(Dataset entries)
= = =

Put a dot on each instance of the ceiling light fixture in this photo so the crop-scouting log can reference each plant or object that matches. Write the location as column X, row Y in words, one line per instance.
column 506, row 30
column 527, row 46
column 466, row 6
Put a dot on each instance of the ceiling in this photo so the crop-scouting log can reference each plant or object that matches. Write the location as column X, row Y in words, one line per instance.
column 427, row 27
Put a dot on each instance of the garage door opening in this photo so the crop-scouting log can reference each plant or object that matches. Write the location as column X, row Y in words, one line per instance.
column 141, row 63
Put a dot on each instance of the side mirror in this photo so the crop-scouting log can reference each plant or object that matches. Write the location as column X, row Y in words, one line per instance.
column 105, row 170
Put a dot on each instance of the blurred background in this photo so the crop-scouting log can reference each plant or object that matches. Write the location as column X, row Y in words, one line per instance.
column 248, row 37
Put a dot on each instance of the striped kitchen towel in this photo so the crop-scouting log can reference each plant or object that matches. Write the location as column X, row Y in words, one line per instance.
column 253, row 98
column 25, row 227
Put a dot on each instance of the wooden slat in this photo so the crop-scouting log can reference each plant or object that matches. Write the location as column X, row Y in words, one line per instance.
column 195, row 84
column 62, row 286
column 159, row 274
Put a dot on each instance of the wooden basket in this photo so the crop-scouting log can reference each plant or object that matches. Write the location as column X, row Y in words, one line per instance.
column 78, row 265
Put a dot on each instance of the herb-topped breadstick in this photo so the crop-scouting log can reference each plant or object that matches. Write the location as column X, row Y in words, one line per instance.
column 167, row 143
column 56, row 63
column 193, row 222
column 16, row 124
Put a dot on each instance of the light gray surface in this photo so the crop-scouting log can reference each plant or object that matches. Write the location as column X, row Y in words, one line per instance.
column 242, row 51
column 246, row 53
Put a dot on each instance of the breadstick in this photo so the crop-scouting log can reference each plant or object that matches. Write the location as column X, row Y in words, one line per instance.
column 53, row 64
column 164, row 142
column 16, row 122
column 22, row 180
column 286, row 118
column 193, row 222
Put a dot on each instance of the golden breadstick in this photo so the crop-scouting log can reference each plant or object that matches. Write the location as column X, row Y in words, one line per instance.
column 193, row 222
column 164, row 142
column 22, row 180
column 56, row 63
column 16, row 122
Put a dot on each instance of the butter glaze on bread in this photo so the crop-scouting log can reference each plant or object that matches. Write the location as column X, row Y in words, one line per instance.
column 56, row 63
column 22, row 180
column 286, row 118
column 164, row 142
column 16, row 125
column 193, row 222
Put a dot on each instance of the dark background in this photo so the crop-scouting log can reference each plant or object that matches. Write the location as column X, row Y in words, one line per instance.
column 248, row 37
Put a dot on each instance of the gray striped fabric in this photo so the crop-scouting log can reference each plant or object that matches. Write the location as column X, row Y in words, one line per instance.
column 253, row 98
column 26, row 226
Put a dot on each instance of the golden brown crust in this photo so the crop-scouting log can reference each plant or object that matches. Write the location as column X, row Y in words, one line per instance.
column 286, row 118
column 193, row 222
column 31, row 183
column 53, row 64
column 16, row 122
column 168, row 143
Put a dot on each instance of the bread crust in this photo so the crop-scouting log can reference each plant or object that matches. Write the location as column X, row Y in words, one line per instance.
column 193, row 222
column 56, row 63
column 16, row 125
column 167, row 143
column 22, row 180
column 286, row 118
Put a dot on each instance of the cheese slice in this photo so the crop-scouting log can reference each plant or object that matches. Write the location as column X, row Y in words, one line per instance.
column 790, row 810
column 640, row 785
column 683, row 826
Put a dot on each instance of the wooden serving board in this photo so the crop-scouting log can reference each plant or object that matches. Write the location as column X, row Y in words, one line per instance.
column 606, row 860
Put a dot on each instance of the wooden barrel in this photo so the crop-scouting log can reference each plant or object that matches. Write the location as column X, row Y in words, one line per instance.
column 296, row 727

= = =

- Task objective
Rewrite the lines above, substituting "inventory sheet" for "crop-scouting log" and leaving everything else unchanged.

- Reply to the task
Put a dot on each instance of the ceiling light fixture in this photo so the inventory sheet can reference each plant or object that matches. Write the location as column X, row Y in words, one line per instance.
column 506, row 30
column 527, row 46
column 466, row 6
Put a dot on each instance of the ceiling in this photo so the inventory sheet can reference each plant or object that matches. Write the location as column X, row Y in words, one line per instance.
column 427, row 27
Put a dot on each instance of the garage door opening in this photo so the inventory sheet can reference each plant or object that matches. Write the location as column X, row Y in words, one line per instance.
column 141, row 63
Put a dot on each instance of the side mirror in this photo so the inventory sheet can reference each plant or object that matches. Write the location as column X, row Y in words, one line per instance.
column 105, row 170
Put a dot on each instance of the blurred background in this photo so the inventory sheet can reference each plant or object that matches. Write the location as column X, row Y in words, one line per instance.
column 248, row 37
Put a dot on each instance of the striped kitchen towel in this photo so the inventory sheet can reference each plant or object that matches. Write the location as column X, row Y in words, one line per instance.
column 253, row 98
column 25, row 227
Put a dot on each instance of the wooden slat in this photo so the inventory sheet can reference each plant or object that matches. Write the location as column X, row Y in words, one line per instance.
column 195, row 84
column 62, row 286
column 159, row 274
Put a dot on each instance of the wooden basket in this photo so the inventory sheet can reference each plant or object that matches. Write the location as column X, row Y in words, one line per instance.
column 78, row 265
Put a dot on each instance of the herb-topped breadstick in this photo so the inventory sheet can reference each plant or object that matches. Write the location as column X, row Y in words, one line per instance.
column 167, row 143
column 56, row 63
column 193, row 222
column 16, row 124
Put a dot on each instance of the light gray surface in this photo so the inventory sheet can reference each plant or object that matches. Write the location as column X, row Y in words, one line per instance.
column 242, row 51
column 246, row 53
Put a dot on each instance of the breadstick in this photo so the inventory sheet can reference each plant or object that matches. Write the location as column X, row Y in words, one line per instance.
column 53, row 64
column 164, row 142
column 16, row 122
column 22, row 180
column 286, row 118
column 193, row 222
Put a dot on each instance of the golden breadstick in this photo so the inventory sheet can reference each plant or object that matches. Write the location as column X, row Y in words, one line per instance.
column 193, row 222
column 164, row 142
column 22, row 180
column 56, row 63
column 16, row 122
Put a dot on each instance of the butter glaze on bread in this photo so the inventory sheet can reference each plant or object that matches. Write the location as column X, row Y in words, one line per instance.
column 56, row 63
column 22, row 180
column 286, row 118
column 164, row 142
column 16, row 125
column 193, row 222
Put a dot on each instance of the dark background in this photo so the inventory sheet can reference each plant or object that matches. Write the location as column X, row Y in words, one line per instance.
column 248, row 37
Put a dot on each instance of the gray striped fabric in this photo so the inventory sheet can reference each plant or object that matches. Write the location as column X, row Y in words, one line per instance.
column 253, row 98
column 26, row 226
Put a dot on each instance of the golden brown crust in this photo so the inventory sheet can reference each plant or object that matches. Write the location as column X, row Y in words, one line per instance.
column 286, row 118
column 193, row 222
column 31, row 183
column 53, row 64
column 16, row 122
column 168, row 143
Put a dot on each instance of the bread crust in this photo so the inventory sheet can reference each plant or object that matches. Write the location as column X, row Y in words, one line per instance.
column 193, row 222
column 56, row 63
column 16, row 125
column 167, row 143
column 22, row 180
column 286, row 118
Put a dot on each instance of the cheese slice in this photo so the inventory sheet can reference each plant or object that matches. Write the location as column X, row Y in words, one line per instance.
column 790, row 810
column 640, row 785
column 683, row 826
Put a dot on each instance of the wooden serving board in this photo so the inventory sheet can reference each plant or object that matches. Write the location as column X, row Y in words, one line per instance.
column 606, row 860
Put a dot on each instance of the wooden barrel in this photo so the inventory sheet can reference each plant or object that matches. Write the location as column X, row Y in words, one line per instance.
column 296, row 727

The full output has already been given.